CHALLENGE:
Return, character for character, the lines from the one bearing "If you could identify the overcast" through the end of the material. Omit everything before that line.

EXCERPTED DATA:
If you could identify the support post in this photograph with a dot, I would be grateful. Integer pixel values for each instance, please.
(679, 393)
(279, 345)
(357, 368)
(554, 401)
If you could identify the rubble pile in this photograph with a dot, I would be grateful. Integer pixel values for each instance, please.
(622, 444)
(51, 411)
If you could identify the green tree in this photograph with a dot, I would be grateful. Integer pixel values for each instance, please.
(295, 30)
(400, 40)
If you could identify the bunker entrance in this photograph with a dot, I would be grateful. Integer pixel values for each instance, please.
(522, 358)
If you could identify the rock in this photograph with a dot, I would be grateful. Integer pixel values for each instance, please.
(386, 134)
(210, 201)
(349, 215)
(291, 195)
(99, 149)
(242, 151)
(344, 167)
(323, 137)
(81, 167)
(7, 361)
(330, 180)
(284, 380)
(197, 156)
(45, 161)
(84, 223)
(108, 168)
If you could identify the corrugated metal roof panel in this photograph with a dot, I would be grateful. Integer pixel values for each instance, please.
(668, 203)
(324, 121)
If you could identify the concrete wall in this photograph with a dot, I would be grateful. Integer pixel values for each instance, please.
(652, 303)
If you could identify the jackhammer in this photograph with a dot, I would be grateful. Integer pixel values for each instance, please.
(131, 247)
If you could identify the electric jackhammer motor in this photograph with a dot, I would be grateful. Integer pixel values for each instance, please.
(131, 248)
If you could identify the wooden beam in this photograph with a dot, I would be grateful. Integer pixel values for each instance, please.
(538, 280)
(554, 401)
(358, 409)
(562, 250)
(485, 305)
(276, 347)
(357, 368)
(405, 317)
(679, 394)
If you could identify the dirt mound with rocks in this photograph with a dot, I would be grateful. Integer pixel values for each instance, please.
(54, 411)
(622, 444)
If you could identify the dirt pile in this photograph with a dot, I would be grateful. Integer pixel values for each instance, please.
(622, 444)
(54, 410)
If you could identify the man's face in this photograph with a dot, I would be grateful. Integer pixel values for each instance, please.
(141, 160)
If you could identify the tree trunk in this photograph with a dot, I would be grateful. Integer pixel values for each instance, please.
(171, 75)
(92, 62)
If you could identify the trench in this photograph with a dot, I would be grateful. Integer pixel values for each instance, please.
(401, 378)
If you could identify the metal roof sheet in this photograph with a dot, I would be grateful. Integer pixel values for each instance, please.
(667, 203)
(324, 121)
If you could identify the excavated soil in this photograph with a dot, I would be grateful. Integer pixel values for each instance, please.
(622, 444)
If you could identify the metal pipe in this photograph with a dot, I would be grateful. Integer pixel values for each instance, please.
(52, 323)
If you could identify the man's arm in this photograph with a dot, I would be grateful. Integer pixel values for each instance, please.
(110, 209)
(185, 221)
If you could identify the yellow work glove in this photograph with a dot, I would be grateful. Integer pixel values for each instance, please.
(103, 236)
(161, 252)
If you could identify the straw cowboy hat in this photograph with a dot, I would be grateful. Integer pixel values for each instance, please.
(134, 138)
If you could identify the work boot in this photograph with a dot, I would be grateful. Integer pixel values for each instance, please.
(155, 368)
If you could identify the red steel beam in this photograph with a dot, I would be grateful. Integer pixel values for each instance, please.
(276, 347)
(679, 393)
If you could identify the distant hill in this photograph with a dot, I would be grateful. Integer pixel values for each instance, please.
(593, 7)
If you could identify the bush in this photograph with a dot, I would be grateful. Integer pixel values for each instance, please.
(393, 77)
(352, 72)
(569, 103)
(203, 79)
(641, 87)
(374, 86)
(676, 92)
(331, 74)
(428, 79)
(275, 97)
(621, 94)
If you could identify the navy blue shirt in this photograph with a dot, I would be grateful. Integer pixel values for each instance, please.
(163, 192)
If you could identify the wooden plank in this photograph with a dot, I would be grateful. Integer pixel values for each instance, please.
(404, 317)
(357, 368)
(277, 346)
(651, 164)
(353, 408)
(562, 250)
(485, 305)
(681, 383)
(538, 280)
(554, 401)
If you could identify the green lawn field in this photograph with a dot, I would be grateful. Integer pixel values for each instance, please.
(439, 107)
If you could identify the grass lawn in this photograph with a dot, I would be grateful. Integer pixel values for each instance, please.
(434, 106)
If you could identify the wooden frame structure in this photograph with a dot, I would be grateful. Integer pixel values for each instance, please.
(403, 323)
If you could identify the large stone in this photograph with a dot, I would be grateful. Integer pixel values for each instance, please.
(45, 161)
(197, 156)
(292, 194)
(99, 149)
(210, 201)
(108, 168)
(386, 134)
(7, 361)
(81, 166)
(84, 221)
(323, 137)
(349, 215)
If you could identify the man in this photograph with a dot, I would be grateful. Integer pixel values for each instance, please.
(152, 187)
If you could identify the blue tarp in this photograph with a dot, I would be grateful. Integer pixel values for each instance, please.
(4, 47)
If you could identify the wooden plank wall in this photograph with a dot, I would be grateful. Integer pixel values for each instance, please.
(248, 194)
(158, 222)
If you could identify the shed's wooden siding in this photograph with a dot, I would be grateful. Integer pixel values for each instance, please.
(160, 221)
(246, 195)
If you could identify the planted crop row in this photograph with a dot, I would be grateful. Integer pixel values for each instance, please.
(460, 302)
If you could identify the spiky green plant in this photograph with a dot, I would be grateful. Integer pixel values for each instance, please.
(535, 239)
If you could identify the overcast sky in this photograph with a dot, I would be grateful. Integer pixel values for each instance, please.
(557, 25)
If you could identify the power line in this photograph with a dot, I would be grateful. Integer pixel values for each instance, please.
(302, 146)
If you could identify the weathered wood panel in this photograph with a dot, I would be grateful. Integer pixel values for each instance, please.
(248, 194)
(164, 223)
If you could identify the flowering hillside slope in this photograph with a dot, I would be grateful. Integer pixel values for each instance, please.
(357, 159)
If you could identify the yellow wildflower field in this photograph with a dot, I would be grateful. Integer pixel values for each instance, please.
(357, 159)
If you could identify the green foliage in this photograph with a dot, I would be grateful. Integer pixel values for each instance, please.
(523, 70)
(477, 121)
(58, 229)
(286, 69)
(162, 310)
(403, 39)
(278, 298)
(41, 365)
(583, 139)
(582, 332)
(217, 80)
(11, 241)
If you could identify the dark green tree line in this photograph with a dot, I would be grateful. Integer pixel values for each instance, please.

RESULT OF THE EXERCISE:
If you could identify the overcast sky in this photograph with a dot, I would be grateful. Integer pixel values for each instance, please.
(557, 25)
If you could identify the power line in this photograph with a dot, I would be grateful. Integer pixel values for each instance, please.
(302, 146)
If you could identify the weathered wood panel in this photograph with a dot, I would be grateful. Integer pixel values for each instance, please.
(248, 194)
(164, 223)
If you could identify the flowering hillside slope in this photograph with a dot, I would be grateful. Integer pixel values for each instance, please.
(357, 159)
If you could identify the yellow wildflower field in this photograph with a dot, I would be grateful. Integer pixel values for each instance, please.
(357, 159)
If you could identify the green foliage in this photograph with a dot, I would be grateful. Integer pixel values for each instance, please.
(523, 70)
(477, 121)
(58, 229)
(286, 69)
(162, 310)
(403, 39)
(278, 298)
(41, 365)
(583, 139)
(582, 332)
(217, 80)
(11, 241)
If you could identify the dark green tree line in this photograph with a dot, I would be grateful. Integer pixel values for each instance, please.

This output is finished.